#### SHORT TASK A:
Please translate this sentence from the passage about John Draper into Spanish: "This is one of the few profiles in this book that are not based on years of friendship or extensive personal interviews."

#### SOURCE DOCUMENT:
════════════════════
John Thomas Draper a.k.a. Captain Crunch

Just as it has been an 'open secret' among security and hacker circles about Draper's behavior toward young men, it has also been known about Draper's "initiation" that journalists were subjected to before they could interview him. Any one story may seem "eccentric" or "in fun", but when viewed over 20 years, along with recent allegations of sexual misconduct, Draper's initiations may be cast in a different light. While Draper and his fans are quick to point out that he has a bad back and does exercises to help his condition, it is difficult to overlook why any of these initiations required the journalist to remove their clothing.

In what is likely the first published description of such an initiation, author Douglas G. Carlston recounted the experience of a journalist friend who had an encouter with John Draper. In his 1985 book titled "Software People: An Insider's Look at the Personal Computer Software Industry", Carlston describes the story. While this is likely the first time such an initiation was published, note that the author references he had heard about this from "a couple of journalists [he knew]". From page 102/103:

This is one of the few profiles in this book that are not based on years of friendship or extensive personal interviews. Frankly, I'm a little wary of approaching John for a direct interview, especially after hearing what he did to a couple of journalists I know. There is apparently a kind of informal Draper initiation ritual that all interviewers must survivie before they get anything out of him. One of the journalists who suffered through a Draper interview agreed to describe the legendary ceremony, with the understanding that I wouldn't use his name.

"Fifteen minutes after I met John Draper," my journalist friend told me, "he ordered me to assume an anatomically questionable position."
════════════════════
#### SHORT TASK B:
Pick out every line of the records that contains the word "dark", and copy each one. Case counts.
════════════════════
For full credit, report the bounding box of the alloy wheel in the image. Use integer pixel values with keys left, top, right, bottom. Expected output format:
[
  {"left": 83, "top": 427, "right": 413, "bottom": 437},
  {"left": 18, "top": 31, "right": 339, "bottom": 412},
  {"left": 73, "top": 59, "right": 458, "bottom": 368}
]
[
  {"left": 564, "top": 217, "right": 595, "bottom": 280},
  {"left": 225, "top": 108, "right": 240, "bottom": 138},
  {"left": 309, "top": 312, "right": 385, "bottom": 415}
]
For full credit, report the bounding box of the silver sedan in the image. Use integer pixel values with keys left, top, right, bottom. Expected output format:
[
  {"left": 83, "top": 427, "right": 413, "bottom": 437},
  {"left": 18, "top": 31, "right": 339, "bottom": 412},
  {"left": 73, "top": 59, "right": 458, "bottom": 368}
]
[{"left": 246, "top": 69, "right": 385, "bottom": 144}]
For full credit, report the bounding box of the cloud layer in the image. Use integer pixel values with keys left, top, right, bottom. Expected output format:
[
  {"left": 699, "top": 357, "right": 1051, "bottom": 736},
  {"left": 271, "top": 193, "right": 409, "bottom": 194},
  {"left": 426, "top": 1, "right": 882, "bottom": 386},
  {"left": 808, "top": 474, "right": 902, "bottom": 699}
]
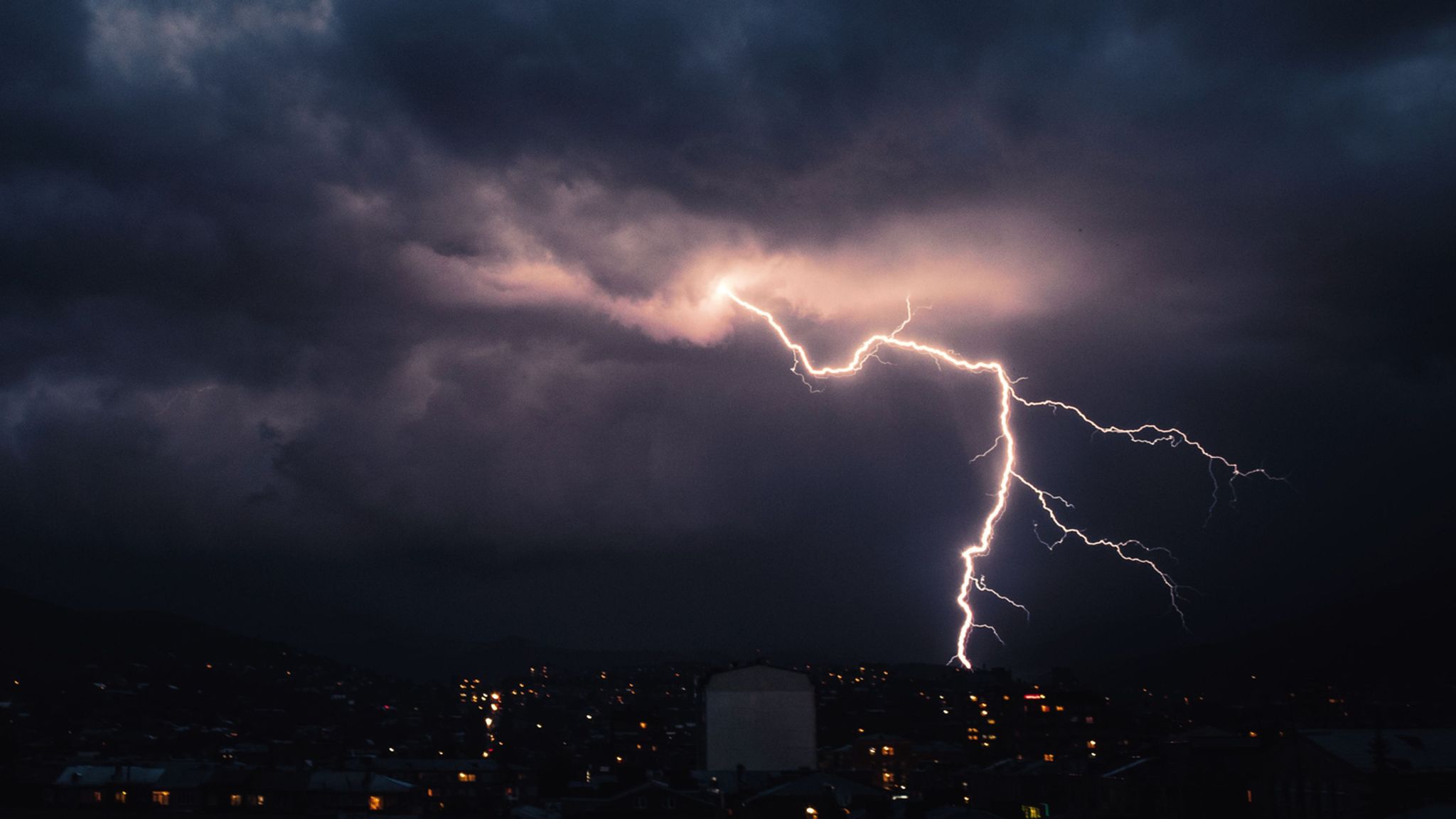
[{"left": 0, "top": 1, "right": 1456, "bottom": 655}]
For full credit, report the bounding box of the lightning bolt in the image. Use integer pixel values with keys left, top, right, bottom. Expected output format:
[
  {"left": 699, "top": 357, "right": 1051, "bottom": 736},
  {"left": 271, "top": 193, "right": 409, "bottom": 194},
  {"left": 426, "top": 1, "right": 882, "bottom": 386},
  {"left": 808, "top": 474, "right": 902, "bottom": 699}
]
[{"left": 718, "top": 283, "right": 1271, "bottom": 668}]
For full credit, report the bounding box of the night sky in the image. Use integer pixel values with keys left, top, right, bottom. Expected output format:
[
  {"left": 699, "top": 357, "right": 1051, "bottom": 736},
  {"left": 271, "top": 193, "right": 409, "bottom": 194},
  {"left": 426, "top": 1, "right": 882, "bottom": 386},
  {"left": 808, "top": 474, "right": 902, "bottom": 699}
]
[{"left": 0, "top": 1, "right": 1456, "bottom": 666}]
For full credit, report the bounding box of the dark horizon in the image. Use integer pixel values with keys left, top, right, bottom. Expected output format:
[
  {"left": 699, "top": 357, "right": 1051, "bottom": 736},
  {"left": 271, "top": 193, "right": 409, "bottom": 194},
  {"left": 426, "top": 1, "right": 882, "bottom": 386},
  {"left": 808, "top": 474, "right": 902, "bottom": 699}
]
[{"left": 0, "top": 3, "right": 1456, "bottom": 669}]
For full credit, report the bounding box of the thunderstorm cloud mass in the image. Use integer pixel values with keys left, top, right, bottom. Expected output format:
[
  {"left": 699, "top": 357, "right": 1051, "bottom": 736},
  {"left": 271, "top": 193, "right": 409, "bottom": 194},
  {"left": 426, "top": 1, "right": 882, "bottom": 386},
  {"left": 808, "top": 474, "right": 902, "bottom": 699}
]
[{"left": 0, "top": 0, "right": 1456, "bottom": 665}]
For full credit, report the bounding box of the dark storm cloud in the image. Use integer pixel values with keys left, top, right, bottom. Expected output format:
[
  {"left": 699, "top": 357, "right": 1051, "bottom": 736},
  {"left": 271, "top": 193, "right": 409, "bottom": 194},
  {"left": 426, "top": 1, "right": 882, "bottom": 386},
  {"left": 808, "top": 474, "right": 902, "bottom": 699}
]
[{"left": 0, "top": 3, "right": 1456, "bottom": 664}]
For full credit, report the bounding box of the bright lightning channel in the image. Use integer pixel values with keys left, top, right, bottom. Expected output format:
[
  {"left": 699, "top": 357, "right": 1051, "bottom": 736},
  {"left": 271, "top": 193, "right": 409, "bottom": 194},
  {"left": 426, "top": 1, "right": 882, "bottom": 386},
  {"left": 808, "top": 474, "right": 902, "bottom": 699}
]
[{"left": 718, "top": 284, "right": 1271, "bottom": 669}]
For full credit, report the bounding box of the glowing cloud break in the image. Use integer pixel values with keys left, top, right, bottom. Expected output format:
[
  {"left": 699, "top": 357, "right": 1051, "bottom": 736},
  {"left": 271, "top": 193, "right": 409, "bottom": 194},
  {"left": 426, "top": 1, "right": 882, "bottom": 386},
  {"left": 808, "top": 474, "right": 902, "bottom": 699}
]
[{"left": 718, "top": 284, "right": 1270, "bottom": 668}]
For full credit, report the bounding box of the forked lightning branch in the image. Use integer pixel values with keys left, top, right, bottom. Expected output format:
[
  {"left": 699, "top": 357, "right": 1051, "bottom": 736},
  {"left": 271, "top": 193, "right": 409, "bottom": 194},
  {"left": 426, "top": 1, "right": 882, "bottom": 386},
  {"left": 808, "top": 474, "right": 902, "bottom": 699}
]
[{"left": 718, "top": 284, "right": 1270, "bottom": 668}]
════════════════════
#### COMPLETE OUTPUT A:
Este es uno de los pocos perfiles de este libro que no se basan en años de amistad ni en extensas entrevistas personales.

#### COMPLETE OUTPUT B:
For full credit, report the bounding box of the dark horizon in the image. Use integer pixel values with keys left, top, right, bottom. Expected output format:
For full credit, report the bounding box of the dark storm cloud in the image. Use integer pixel values with keys left, top, right, bottom. Expected output format:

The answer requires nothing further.